Exercise:
Set down the entries once more, exactly as they are written.

Information given:
----
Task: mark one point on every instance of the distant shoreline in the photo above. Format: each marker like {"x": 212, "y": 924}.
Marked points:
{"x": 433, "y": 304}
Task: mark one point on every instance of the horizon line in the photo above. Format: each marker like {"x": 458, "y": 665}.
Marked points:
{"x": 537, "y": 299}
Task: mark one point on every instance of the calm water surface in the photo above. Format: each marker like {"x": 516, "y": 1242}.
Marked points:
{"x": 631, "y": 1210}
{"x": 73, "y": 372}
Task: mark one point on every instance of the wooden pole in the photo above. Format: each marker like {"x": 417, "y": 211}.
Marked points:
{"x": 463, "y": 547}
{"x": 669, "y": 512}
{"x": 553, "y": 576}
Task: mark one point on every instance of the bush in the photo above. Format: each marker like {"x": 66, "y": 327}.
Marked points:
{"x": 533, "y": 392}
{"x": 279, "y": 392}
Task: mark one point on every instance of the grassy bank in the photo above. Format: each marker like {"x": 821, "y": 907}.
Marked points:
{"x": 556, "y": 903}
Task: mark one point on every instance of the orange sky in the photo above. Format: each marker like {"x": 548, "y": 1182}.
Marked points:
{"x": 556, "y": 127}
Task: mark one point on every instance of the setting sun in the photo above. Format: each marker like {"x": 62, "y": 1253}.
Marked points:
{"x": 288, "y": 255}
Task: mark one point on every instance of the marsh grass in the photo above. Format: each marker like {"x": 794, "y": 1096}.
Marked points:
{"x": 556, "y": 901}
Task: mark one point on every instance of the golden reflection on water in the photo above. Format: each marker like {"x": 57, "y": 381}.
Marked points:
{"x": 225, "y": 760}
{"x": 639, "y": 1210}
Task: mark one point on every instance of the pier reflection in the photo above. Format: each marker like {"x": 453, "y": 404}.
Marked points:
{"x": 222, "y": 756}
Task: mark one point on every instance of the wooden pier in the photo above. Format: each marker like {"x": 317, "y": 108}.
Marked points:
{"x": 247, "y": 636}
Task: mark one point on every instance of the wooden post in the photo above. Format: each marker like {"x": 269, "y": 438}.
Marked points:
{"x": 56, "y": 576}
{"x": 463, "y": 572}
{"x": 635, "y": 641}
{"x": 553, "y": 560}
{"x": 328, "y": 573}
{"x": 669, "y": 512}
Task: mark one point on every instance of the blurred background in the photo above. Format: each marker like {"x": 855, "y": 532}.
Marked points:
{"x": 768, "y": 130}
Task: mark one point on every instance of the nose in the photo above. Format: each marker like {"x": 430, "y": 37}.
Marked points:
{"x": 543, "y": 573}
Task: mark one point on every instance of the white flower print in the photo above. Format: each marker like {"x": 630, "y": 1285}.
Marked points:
----
Response to this exercise:
Task: mark one point on every instance of the distant shoreline in the photo above. Format: each marker like {"x": 212, "y": 924}.
Marked points:
{"x": 433, "y": 304}
Task: mark one point on every instance of the horizon line in the photo above. Format: each marker like {"x": 458, "y": 665}.
Marked points:
{"x": 537, "y": 299}
Task: mark one point on every instance of the calm water surface in the photo above. Format: each marker like {"x": 516, "y": 1242}.
Marked points:
{"x": 631, "y": 1210}
{"x": 73, "y": 372}
Task: mark one point on every instance of the wooden pole in the photo above. Format: each marker like {"x": 417, "y": 211}.
Marked points:
{"x": 463, "y": 547}
{"x": 669, "y": 512}
{"x": 553, "y": 576}
Task: mark one point on every instance of the bush in the photo above. Format: each marker like {"x": 66, "y": 327}.
Marked points:
{"x": 533, "y": 392}
{"x": 279, "y": 392}
Task: mark one point on every instance of the grassy bank in the photo above. Format: each marker like {"x": 821, "y": 907}.
Marked points:
{"x": 556, "y": 903}
Task: mark one point on every instance of the orange sky in the photo above. Format: each marker like {"x": 548, "y": 1182}.
Marked points:
{"x": 556, "y": 127}
Task: mark one point on every instance of the setting sun in the photo above. Format: each marker like {"x": 62, "y": 1253}.
Marked points:
{"x": 288, "y": 255}
Task: mark one point on every instance of the marsh grass in the photo above. Format: each marker like {"x": 794, "y": 1096}.
Marked points:
{"x": 556, "y": 901}
Task: mark one point on every instance of the golden reflection on water in the photo above. Format: each marker like {"x": 57, "y": 381}.
Marked points:
{"x": 225, "y": 760}
{"x": 639, "y": 1210}
Task: mark one point on every instance of the pier reflection in the photo above. Format: each marker like {"x": 453, "y": 404}.
Marked points:
{"x": 222, "y": 756}
Task: mark one point on every instance of the wooden pier in the photo above. Format: each marker like {"x": 317, "y": 108}.
Marked points:
{"x": 247, "y": 636}
Task: mark one point on every instance of the wooden post in the photo above. Format: each marker like {"x": 269, "y": 438}.
Marked points:
{"x": 56, "y": 576}
{"x": 463, "y": 572}
{"x": 635, "y": 641}
{"x": 553, "y": 560}
{"x": 328, "y": 573}
{"x": 669, "y": 512}
Task: mark one point on every instance of the blurred background in the photo above. Format: each marker like {"x": 855, "y": 532}.
Marked points:
{"x": 768, "y": 130}
Task: mark one point on every instance of the nose in the photo above. Format: each marker like {"x": 430, "y": 37}.
Marked points:
{"x": 543, "y": 573}
Task: mark one point on every instance of the white flower print in the photo above. Format: each marker like {"x": 630, "y": 1285}.
Marked points:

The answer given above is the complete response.